The show is directed by Yamuna. The contestants are selected by the auditions in Group, Solo and Duet performance. The show is judged by Priyamani, Neerav Bavlecha and Prasanna Sujit and the series consist of three mentors/vice captains who are all finalists of the previous seasons, Ramzan Muhammed, Pranav Sasidharan and Suhaid Kukku. These judges along with the vice captains are individually leading three teams, Master Rockers - Prasanna Sujit & Suhaid Kukku, Star Challengers - Priyamani & Pranav Sasidharan, Super Heroes - Neerav Bavlecha & Ramzan Muhammed. By the end of each episode, an achievement is given to the contestants as per the categories: Eastern Spicy Performance of The Day, Kalyan Silks Star Dancer of The Day, and Step of the Day

The show claims to be India's first ever dance Reality television series to give a stage for the Transgender people of India.

A few contestants for the solo and duet category were taken into D3 through a wild card entry. The main reason for this was due to the lack of solo contestants after 4th innings.

The first prize for the Solo was won by Nasif Appu with a cash prize of 2.5 million rupees, followed by Anna Prasad. The first prize for the Duet category was won by Ann Mary and Vineesh also having the cash followed by Juhi and Bhavik. The first place for the Group category was won by Aliyans. The second prize was for RC Boys.

=== Solo===

- Nasif Appu (1st)
- Anna Prasad (2nd)
- Nakul Thampi (3rd)
- Remya (4th)

=== Duet ===

- Ann Mary and Vineesh (1st)
- Juhi and Bhavik (2nd)
- Akhil and Ashwin (3rd)
- Raees and Roshan (4th)

=== Group ===

- Aliyans (1st)
- RC Boys (2nd)
- Maramkothees (3rd)
- DR Crew (4th)

● **YOUR INSTRUCTIONS**
Copy out the dance show text above, from "- Remya (4th)" up to and including "- Maramkothees (3rd)".

● **RECORD SET**
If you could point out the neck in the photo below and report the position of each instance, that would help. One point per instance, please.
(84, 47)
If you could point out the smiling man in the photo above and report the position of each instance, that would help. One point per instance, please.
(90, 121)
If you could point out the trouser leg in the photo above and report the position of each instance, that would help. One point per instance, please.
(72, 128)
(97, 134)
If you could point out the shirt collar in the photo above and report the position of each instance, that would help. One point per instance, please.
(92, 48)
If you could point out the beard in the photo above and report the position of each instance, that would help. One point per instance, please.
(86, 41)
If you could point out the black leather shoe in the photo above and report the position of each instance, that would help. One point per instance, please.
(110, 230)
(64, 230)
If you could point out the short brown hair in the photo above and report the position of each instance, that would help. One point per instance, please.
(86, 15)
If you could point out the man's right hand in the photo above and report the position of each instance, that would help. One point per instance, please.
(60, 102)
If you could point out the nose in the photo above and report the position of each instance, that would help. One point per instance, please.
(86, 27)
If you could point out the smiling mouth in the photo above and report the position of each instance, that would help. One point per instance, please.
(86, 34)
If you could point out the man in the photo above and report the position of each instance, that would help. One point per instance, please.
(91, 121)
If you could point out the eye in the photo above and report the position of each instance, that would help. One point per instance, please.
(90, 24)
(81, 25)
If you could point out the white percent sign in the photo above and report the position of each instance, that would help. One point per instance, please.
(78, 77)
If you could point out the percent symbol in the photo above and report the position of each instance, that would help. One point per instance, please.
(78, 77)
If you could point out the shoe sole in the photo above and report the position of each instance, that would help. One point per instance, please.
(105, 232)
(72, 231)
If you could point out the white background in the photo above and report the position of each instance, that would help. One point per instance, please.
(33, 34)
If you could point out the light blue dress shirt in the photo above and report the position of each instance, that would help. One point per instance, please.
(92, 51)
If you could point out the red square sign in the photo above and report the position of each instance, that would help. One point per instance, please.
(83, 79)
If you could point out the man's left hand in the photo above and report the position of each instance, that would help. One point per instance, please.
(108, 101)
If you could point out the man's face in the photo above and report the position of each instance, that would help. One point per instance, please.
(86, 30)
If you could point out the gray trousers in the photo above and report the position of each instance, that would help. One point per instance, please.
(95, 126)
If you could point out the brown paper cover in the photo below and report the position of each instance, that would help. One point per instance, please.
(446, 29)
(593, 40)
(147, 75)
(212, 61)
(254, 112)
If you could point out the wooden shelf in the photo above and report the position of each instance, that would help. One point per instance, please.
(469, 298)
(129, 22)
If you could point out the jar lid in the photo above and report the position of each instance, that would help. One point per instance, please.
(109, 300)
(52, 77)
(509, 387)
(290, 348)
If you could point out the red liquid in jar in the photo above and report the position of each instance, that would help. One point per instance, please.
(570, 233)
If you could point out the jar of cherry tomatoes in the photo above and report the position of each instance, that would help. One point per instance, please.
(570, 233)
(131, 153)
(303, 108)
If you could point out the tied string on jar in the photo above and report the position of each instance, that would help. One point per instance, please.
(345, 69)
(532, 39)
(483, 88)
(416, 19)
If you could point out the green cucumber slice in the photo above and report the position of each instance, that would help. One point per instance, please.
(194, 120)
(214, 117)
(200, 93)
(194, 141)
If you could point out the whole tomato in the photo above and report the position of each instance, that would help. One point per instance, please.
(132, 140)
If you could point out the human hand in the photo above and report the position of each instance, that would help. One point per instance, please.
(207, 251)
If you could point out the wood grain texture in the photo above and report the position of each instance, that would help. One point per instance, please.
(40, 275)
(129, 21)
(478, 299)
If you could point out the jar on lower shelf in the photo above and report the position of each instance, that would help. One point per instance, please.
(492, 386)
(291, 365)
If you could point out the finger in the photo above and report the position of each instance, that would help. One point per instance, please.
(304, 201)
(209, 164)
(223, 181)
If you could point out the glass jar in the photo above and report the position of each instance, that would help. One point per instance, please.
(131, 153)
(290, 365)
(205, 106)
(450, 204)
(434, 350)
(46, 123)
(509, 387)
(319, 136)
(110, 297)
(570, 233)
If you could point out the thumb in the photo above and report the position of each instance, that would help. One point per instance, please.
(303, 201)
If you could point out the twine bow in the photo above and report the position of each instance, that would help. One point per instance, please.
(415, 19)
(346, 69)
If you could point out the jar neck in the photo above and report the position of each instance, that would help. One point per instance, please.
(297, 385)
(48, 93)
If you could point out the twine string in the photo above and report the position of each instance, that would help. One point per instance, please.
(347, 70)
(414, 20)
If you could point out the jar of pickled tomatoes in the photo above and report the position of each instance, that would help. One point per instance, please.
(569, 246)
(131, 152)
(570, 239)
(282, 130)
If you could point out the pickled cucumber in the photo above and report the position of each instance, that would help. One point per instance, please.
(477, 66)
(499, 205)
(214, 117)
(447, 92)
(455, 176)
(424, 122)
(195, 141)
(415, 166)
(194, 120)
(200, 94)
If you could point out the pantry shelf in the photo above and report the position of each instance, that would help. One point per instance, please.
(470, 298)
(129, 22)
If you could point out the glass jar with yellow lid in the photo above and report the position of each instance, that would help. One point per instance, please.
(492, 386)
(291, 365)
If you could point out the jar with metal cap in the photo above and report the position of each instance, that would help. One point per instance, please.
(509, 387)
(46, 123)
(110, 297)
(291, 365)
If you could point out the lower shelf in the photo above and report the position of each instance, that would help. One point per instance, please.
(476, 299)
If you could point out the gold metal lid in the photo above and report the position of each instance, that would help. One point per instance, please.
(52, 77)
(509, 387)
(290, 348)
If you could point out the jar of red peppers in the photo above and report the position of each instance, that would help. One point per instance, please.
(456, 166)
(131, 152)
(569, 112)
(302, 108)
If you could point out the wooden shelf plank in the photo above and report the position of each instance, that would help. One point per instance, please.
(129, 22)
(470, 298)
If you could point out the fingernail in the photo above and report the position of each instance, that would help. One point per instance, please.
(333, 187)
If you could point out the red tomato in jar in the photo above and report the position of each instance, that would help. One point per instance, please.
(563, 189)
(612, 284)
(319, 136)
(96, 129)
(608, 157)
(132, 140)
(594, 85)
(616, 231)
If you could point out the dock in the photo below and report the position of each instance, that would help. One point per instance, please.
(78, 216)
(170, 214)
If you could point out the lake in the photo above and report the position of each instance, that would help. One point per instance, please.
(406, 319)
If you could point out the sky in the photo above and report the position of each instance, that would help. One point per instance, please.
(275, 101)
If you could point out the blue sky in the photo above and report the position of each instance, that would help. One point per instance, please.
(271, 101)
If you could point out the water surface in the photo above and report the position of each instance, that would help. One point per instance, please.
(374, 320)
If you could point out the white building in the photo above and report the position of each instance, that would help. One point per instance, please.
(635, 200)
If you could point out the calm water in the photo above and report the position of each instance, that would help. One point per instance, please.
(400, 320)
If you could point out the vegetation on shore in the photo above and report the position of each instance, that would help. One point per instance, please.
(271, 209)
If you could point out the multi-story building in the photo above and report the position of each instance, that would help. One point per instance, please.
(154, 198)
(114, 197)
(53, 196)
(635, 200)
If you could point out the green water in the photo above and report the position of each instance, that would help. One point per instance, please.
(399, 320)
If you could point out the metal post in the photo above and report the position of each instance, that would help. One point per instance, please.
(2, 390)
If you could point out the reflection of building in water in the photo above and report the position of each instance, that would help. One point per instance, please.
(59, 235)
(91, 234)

● **SOLUTION TO THE PROBLEM**
- Remya (4th)

=== Duet ===

- Ann Mary and Vineesh (1st)
- Juhi and Bhavik (2nd)
- Akhil and Ashwin (3rd)
- Raees and Roshan (4th)

=== Group ===

- Aliyans (1st)
- RC Boys (2nd)
- Maramkothees (3rd)